### [Your task]
Write out the text on classifying service providers from "Although users can" down to "for service selection.", swapping "computer" for "machine".

### [Text passage]
* * *

This application relates to the following patent applications which are filed concurrently herewith and incorporated herein by reference: attorney docket number 200802997-1 entitled “Transforming a Description of Services for Web Services” and attorney docket number 200802991-1 entitled “Building a Standardized Web Form.”
Service providers are businesses that provide subscription or web services to other businesses and individuals. Typically, service providers have a presence on the World Wide Web (web) through which they describe and offer their services. Users can navigate through web pages to obtain information about services being offered.
Web services can be complex and include, for example, multiple service properties and various costs and options. To alleviate this complexity, web pages often describe available services in an informal manner that is easily readable and understandable to users visiting the web page.
Although users can understand the web pages, informal and unstructured descriptions of services are difficult for a computer to understand. For example, such language cannot be easily used by programs for service selection.
Exemplary embodiments in accordance with the invention include apparatus, systems, and methods that classify service providers and extract service properties from web content.
One embodiment uses a text classification technique that extracts significant words from web content of a service provider. Based on these extracted words, the services are categorized into a group of known businesses or business categories, such as subscription services, web hosting services, printing services, etc. Typical properties associated with the group are then extracted and stored. In printing services for example, this extraction could include printing properties, such as a number of copies, paper format for printing services, color, resolution, etc.
Once the services are extracted and categorized, exemplary embodiments use this information for a variety of tasks. By way of example, service providers are classified into known service categories, and this categorization enables, for instance, automated creation of registries or indexes of services available on the web. Furthermore, exemplary embodiments enable identifying service properties from web content for service categories. This information is used to automatically populate a service registry with structured information about service providers found on the web. Users and enterprises use these registries to locate available services, compare costs of different service providers, compare services of different service providers, etc. For example, a user can query and search the registries to locate service providers and determine information about the service providers, such as available services, options, prices, etc.
Additional usage for the categorized information also exists. By way of example, exemplary embodiments can be applied where unstructured descriptions (documents) are required to be classified and properties are required to be extracted from the descriptions. In other words, exemplary embodiments are applicable where structured information needs to be extracted from unstructured content. Examples include automatically selecting and engaging with services on the web through agents or other processing systems. For example, consider a service registry that has structured information on each service, such as structured fields of Company Name, Price, URL, Description, Terms of Use, Audience, etc. This registry is more easily populated with exemplary embodiments that automatically extract such information from the web pages of a service. The web pages are unstructured, but the registry is structured using the structured fields. The Price field can be populated by categorizing the service as free, flat fee, per-user charge, etc. The Audience field can be populated by categorizing the service as being targeted to Consumers, Developers, or Small and Medium Businesses. Hence the process is converting unstructured information that appears on web sites to structured information, such as organized information with pre-defined categories in a service registry.
According to block 100, a user enters a query to discover service providers and/or services offered by service providers. By way of example, a user enters keywords into a search engine, such as GOOGLE, ALTA VISTA, etc. The keyword can include a description of services desired offered by a specific type of service providers, such as printing services, web hosting service, sales and marketing services, lead generation services, technical support services, etc.
In one embodiment, a search engine discovers a list or pool of service providers through which a customer can engage in a business interaction over the web to meet its service needs. By way of illustration, exemplary phrases include “telemarketing service,” “printing service,” or “web hosting service,” as input to retrieve the list of service providers and their web pages.

* * *

### [The data]
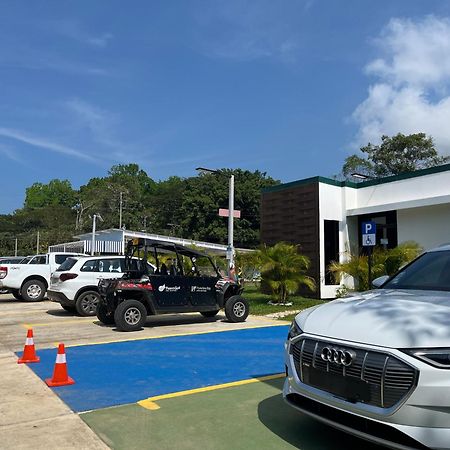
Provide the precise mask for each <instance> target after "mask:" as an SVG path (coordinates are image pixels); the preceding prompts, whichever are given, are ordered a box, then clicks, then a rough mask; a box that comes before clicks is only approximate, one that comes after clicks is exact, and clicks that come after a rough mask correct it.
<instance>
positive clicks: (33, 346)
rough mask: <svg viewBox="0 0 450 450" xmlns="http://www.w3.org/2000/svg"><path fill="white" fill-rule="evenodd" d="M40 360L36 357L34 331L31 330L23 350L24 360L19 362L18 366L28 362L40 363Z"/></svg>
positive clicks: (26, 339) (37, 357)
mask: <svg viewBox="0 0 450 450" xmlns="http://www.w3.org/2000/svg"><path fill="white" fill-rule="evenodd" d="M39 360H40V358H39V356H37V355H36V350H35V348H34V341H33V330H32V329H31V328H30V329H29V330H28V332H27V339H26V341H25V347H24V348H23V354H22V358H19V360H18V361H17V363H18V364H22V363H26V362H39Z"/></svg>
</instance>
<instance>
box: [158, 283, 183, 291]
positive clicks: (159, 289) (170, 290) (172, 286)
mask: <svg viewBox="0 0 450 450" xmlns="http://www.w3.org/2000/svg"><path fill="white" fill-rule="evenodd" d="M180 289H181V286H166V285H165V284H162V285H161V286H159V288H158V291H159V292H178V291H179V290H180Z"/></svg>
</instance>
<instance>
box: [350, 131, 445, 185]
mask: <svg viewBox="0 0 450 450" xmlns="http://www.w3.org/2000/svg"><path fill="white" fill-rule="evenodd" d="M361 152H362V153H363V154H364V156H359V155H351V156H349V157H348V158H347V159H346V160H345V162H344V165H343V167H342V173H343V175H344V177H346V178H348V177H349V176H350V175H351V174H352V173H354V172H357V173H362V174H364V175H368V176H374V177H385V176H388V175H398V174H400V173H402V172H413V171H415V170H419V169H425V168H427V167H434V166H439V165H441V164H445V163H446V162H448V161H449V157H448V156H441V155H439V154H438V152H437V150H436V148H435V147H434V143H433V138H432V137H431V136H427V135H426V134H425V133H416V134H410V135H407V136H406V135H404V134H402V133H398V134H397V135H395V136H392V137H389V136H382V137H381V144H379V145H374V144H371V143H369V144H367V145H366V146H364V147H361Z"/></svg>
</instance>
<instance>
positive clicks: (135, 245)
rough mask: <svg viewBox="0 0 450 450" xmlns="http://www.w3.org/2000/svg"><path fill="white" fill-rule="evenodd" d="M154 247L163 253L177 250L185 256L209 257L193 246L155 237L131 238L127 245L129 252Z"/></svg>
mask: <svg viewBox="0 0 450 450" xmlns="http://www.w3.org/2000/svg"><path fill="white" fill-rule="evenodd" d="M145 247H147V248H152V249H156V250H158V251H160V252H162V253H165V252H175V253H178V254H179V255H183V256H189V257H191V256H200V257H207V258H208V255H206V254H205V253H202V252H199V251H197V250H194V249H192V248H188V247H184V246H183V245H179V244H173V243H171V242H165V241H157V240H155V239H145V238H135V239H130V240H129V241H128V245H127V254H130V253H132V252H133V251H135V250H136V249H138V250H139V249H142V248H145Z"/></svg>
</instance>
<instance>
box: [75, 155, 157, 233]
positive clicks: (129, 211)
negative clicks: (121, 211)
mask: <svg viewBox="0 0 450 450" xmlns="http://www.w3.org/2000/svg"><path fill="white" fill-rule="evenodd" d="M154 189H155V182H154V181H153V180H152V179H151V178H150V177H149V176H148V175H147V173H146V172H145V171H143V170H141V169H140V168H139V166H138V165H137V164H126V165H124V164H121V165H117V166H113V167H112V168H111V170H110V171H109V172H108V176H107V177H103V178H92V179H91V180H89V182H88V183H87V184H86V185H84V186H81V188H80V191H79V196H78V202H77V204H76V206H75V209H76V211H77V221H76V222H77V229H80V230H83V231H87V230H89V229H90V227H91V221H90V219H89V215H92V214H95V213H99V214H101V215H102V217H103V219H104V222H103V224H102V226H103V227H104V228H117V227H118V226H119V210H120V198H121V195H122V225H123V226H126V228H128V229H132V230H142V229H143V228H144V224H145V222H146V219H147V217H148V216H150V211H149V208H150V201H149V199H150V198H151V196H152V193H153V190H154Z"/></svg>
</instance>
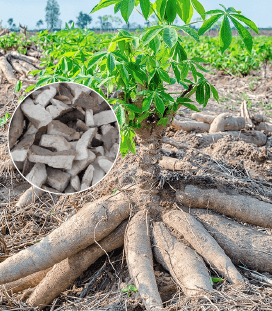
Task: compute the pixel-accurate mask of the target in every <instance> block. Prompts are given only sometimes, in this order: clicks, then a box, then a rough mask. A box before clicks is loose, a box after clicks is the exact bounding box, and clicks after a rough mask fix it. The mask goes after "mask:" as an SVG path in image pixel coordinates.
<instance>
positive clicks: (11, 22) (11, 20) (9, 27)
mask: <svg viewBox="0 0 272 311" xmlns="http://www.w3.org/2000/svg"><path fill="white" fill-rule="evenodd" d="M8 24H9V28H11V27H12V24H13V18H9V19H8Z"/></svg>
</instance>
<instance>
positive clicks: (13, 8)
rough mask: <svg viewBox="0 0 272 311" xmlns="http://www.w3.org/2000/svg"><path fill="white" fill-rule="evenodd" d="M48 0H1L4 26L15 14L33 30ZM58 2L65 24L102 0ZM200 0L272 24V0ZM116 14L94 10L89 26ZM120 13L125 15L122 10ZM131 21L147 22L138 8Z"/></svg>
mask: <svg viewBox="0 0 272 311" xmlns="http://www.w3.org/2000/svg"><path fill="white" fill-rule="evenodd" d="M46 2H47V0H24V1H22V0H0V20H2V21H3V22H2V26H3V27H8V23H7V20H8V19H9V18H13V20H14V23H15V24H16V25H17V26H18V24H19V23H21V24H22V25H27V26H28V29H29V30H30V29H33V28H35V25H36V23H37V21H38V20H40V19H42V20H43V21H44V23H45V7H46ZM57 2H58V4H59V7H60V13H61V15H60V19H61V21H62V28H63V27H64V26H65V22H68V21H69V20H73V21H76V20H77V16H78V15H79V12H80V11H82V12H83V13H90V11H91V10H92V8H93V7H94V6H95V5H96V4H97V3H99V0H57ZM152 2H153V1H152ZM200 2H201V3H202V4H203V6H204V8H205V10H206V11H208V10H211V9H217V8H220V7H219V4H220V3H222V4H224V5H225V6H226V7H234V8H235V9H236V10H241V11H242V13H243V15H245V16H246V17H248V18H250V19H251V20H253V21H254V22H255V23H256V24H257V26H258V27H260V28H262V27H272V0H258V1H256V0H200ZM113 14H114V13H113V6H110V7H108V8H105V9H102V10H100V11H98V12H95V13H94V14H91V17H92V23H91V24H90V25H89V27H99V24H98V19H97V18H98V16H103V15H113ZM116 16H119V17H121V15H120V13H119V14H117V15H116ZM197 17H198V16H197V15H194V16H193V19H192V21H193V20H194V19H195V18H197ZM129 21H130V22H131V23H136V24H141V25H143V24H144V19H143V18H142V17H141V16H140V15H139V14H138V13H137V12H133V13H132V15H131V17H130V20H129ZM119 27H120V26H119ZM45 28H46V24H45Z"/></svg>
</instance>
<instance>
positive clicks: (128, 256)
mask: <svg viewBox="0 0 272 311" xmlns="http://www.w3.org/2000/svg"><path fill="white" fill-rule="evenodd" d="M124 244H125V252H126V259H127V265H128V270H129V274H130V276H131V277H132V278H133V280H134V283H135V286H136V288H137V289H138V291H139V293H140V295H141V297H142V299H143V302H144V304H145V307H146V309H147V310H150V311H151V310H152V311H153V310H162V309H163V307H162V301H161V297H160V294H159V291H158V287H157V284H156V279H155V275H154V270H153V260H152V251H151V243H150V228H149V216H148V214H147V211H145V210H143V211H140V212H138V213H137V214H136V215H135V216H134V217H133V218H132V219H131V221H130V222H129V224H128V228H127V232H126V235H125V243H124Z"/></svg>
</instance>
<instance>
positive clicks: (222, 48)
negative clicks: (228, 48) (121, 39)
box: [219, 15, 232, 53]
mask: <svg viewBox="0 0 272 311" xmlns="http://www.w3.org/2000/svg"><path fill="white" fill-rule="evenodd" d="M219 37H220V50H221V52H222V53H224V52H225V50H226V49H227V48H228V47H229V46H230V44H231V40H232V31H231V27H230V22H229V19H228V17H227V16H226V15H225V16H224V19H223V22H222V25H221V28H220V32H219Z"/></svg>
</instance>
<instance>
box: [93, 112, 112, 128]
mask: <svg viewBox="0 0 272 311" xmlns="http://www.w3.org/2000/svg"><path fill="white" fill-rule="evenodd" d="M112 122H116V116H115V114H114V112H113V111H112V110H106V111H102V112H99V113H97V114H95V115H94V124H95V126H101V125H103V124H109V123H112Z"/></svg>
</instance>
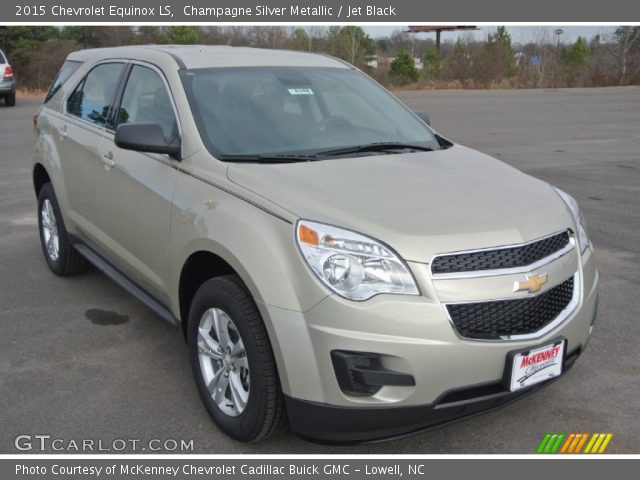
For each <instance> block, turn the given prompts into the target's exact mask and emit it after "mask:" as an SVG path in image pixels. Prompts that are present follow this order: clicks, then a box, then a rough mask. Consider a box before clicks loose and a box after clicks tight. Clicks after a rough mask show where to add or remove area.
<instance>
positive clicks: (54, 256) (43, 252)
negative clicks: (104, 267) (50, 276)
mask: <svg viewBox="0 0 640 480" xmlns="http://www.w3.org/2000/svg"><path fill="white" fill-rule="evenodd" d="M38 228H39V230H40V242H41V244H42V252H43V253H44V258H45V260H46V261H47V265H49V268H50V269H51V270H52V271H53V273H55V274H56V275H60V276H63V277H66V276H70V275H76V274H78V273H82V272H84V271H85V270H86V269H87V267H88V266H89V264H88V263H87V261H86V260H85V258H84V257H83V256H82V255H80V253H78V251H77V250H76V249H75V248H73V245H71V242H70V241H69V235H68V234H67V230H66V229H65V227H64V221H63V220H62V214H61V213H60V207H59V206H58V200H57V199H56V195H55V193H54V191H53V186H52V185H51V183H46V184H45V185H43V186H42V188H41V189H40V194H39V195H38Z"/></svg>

* * *

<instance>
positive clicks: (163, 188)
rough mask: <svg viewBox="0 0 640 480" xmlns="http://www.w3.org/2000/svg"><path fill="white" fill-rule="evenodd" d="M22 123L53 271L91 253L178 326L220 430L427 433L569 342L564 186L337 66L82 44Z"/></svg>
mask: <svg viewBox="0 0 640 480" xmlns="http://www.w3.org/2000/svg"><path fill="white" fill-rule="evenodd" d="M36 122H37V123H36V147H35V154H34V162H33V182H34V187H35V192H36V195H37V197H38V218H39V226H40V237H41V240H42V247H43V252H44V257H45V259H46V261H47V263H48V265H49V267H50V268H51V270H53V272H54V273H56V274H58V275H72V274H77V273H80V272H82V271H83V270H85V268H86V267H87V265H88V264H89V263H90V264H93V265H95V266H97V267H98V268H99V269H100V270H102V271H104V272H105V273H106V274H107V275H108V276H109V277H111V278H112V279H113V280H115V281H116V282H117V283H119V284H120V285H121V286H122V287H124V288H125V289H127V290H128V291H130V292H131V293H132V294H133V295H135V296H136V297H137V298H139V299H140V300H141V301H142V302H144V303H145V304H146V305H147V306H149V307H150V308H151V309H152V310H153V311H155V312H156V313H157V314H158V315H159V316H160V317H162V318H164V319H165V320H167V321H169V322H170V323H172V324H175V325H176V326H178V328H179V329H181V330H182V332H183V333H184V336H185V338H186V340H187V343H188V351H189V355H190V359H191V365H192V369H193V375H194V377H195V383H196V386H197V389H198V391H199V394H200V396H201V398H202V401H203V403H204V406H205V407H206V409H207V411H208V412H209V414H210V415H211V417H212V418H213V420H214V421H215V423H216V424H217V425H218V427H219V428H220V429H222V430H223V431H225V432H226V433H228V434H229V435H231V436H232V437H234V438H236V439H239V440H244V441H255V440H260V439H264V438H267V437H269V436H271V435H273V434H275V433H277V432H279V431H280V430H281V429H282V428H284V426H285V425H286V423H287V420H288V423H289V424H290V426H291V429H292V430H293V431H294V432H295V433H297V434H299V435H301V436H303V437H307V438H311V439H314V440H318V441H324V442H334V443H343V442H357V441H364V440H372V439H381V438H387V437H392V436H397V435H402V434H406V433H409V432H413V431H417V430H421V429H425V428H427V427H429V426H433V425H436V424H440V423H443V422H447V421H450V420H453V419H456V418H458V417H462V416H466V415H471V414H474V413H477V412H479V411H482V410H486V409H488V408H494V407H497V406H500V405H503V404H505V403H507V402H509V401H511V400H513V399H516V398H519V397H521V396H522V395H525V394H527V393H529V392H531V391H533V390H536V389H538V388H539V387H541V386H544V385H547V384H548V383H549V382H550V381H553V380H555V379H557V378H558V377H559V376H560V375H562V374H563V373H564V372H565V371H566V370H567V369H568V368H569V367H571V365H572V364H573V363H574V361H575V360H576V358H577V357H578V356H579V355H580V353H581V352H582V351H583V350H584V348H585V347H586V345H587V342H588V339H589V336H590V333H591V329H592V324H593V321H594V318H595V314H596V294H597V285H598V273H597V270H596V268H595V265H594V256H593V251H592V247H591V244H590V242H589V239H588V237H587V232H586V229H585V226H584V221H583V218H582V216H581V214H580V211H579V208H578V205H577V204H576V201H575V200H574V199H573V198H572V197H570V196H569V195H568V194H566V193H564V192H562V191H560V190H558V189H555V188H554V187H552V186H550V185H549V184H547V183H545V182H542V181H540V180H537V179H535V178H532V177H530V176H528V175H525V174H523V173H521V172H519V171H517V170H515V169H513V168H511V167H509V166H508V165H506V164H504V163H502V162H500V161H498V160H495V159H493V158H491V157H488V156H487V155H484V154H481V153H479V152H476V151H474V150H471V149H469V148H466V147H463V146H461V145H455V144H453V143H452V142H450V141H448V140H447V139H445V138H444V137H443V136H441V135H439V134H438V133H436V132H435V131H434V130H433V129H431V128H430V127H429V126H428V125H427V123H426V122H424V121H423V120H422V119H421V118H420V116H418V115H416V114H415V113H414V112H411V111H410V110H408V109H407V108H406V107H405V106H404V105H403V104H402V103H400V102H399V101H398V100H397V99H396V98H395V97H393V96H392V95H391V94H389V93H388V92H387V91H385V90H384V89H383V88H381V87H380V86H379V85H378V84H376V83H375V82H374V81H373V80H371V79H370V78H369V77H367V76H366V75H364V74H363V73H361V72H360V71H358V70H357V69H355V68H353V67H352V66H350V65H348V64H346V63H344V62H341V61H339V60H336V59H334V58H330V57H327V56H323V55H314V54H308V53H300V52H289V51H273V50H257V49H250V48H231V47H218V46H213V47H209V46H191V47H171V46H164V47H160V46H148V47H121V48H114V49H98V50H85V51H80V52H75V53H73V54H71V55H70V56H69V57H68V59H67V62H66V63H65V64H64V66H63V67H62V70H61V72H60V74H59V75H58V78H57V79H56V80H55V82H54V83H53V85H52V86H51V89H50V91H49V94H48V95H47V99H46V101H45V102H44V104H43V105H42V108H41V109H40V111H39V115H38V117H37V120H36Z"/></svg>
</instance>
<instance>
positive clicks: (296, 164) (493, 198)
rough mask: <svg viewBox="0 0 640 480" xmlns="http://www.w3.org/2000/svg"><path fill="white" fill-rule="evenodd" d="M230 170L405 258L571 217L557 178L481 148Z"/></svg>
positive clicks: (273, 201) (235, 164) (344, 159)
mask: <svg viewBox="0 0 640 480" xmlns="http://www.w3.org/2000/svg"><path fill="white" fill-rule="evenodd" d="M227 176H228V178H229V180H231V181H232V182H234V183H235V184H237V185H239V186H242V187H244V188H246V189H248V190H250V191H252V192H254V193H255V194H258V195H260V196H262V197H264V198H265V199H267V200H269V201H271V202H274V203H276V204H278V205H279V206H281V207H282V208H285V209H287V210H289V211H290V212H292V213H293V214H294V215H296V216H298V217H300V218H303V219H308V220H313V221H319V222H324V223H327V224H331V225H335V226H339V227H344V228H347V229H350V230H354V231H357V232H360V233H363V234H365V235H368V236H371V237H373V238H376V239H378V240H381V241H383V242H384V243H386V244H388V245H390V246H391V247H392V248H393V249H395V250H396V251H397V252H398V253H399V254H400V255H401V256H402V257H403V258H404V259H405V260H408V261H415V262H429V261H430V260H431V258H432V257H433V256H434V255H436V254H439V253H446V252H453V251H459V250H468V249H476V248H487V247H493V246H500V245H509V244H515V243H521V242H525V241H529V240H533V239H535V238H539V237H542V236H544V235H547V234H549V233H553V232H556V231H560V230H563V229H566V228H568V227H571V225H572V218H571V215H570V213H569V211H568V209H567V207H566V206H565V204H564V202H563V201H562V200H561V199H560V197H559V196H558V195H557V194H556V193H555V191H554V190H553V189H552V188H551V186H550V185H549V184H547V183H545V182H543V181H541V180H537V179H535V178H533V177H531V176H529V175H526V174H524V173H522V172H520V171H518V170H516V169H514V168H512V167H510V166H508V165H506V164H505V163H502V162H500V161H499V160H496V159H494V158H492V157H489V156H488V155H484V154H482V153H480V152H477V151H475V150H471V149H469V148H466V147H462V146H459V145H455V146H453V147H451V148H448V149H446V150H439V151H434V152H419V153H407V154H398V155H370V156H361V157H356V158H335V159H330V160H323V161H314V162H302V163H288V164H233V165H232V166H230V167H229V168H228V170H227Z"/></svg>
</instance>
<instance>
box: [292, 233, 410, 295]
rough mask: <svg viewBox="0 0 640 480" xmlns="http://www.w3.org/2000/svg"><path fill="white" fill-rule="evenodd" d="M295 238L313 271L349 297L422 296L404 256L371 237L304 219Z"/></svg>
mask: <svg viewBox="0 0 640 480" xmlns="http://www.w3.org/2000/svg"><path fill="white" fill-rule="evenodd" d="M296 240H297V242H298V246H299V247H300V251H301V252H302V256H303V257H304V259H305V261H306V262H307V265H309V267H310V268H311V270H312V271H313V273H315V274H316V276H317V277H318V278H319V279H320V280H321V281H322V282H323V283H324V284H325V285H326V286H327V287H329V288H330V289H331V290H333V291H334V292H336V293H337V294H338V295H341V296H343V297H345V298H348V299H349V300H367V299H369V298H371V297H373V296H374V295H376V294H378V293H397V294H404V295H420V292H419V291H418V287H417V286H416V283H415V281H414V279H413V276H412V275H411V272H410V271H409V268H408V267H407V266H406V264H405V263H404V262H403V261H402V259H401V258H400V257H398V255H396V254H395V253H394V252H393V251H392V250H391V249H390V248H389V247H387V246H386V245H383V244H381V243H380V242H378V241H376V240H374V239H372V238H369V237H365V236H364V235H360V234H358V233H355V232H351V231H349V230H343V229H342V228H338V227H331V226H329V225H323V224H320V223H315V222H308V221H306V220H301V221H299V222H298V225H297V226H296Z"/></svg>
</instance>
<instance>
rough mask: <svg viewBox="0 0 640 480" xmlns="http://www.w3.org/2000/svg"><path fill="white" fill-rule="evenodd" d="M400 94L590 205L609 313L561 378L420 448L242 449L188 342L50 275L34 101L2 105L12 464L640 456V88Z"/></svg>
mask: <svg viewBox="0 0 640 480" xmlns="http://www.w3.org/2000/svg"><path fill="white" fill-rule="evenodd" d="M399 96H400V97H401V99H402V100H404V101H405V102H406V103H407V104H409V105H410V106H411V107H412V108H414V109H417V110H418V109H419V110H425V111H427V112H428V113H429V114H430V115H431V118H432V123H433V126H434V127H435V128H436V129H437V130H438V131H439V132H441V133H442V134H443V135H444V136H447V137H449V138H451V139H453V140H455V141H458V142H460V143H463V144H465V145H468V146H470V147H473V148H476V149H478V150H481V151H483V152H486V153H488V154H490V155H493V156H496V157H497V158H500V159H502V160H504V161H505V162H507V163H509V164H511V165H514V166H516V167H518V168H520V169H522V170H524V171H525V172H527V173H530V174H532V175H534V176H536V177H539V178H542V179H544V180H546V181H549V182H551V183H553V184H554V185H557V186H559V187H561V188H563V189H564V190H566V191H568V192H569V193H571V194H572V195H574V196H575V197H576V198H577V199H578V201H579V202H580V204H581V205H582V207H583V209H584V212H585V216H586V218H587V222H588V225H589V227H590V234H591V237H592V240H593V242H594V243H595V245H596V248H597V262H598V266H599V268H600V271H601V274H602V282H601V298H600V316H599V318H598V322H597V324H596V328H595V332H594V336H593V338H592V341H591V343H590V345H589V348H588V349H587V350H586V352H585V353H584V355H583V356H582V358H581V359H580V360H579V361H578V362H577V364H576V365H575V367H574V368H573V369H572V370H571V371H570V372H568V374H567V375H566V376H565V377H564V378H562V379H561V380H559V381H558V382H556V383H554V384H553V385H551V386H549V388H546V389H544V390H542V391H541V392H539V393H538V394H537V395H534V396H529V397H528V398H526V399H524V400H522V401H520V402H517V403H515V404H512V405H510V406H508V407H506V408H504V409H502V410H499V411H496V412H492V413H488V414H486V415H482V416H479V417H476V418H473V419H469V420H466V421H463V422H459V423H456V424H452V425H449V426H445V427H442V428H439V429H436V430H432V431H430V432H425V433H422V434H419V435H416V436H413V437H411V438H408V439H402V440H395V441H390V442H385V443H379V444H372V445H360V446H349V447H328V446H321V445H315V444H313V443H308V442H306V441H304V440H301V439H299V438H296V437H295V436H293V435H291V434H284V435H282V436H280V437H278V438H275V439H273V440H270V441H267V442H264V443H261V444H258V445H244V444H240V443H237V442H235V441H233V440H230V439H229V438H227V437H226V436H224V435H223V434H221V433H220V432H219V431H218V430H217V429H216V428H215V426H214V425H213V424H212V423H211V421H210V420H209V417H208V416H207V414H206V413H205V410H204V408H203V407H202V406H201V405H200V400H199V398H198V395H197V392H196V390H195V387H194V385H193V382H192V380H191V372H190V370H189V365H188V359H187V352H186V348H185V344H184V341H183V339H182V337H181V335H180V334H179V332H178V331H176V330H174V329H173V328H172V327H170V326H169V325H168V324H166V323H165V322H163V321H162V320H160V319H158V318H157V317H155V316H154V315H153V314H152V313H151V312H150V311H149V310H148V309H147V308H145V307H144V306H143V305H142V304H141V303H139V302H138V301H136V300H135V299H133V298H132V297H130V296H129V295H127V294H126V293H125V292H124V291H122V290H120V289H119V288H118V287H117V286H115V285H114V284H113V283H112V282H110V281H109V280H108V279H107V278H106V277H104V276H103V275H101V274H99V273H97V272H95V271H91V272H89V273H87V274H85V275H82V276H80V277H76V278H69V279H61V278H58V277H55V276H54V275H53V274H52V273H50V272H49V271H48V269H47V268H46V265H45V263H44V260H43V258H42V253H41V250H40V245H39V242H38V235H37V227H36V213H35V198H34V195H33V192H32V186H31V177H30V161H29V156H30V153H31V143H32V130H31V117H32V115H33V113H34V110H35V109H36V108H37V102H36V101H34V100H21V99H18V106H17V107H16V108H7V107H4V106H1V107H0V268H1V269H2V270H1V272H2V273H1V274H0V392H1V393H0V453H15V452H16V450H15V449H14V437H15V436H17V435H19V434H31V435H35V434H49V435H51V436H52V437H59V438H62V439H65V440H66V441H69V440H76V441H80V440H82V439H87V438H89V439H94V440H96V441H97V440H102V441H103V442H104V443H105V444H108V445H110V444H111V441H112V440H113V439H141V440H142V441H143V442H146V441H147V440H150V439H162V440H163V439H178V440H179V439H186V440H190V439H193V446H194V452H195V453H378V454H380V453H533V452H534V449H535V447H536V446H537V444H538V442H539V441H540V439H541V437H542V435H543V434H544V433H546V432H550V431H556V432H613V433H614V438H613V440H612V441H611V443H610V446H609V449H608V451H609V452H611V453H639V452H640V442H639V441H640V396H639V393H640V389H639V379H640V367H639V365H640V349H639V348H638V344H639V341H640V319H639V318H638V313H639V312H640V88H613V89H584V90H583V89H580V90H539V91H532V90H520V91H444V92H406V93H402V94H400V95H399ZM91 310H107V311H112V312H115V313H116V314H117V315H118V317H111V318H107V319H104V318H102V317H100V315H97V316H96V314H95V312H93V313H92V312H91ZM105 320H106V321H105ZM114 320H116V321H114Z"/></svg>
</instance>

* * *

### [Answer to this task]
Although users can understand the web pages, informal and unstructured descriptions of services are difficult for a machine to understand. For example, such language cannot be easily used by programs for service selection.